Lo que también sabemos es que son distintos: tienen diferentes capacidades e inclinaciones, proceden de medios y familias dispares, han pasado y están pasando por experiencias diversas... Sin embargo, la escuela se empeña en que todos aprendan unas mismas cosas, o por lo menos un mismo mínimo de cosas, en un mismo tiempo. Esto es una imposibilidad lógica: si yo quiero obtener unos mismos resultados con distintos recursos, tendré inevitablemente que poner en marcha distintos procesos; y si, con distintos lotes de recursos, pongo en marcha los mismos procesos, no debería dudar que obtendré distintos resultados. El principal condicionante de los procesos escolares es el tiempo, y su principal recurso las capacidades y motivaciones de los alumnos, lo que significa que en un mismo tiempo distintos alumnos obtendrán distintos resultados, así como que un mismo resultado sólo podrá obtenerse en con distintos tiempos. Intervienen, por supuesto, otras variables (por ejemplo, la profesionalidad del docente, que hace que una hora de clase no sea igual a otra), pero no necesitamos ocuparnos aquí de ellas: simplemente, permaneciendo constantes las demás variables, el tiempo cuenta.

DATOS REGISTRADOS:
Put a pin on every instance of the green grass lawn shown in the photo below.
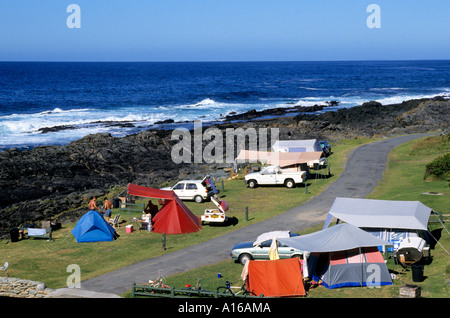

EJERCICIOS PROPUESTOS:
1. Según el texto sobre la escuela y el tiempo, ¿cuál es el principal condicionante de los procesos escolares?
2. Enumera todos los aspectos en los que, según el texto sobre la escuela y el tiempo, se diferencian los alumnos.
3. Prosigue el texto sobre la escuela y el tiempo a partir de su última oración.

RESPUESTAS ESCRITAS:
1. El tiempo.

2. Capacidades, inclinaciones, medios de procedencia, familias y experiencias.

3.
Ahora bien, hay otro matiz más importante. El tiempo escolar no es continuo y monotónico, como el del reloj. El tiempo que interesa es el tiempo en que sucede algo, aquel en que el alumno aprende y/o el profesor enseña. Este tiempo no sólo tiene una duración, sino también una intensidad y una homogeneidad. Una hora de trabajo es una hora de trabajo, pero puede requerir un esfuerzo más o menos intensivo y puede ser continuada o estar repartida en bloques más pequeños con descansos intermedios. Cuanto más largos sean el calendario y la jornada escolares, más distendido será el trabajo escolar, y viceversa Es por esto que su compresión, aunque no cambie la carga total de trabajo para el alumno ni la duración estandarizada del mismo (la cantidad de horas lectivas, por ejemplo), y precisamente para no hacerlo (aunque, en última instancia, normalmente lo hace, y a la baja) tiene que forzar su intensidad y su continuidad, con el efecto de poner una dificultad adicional a los que ya acumulan otras. Lo que interesa, en definitiva, es la actividad, de la que el tiempo es tan solo un condicionante.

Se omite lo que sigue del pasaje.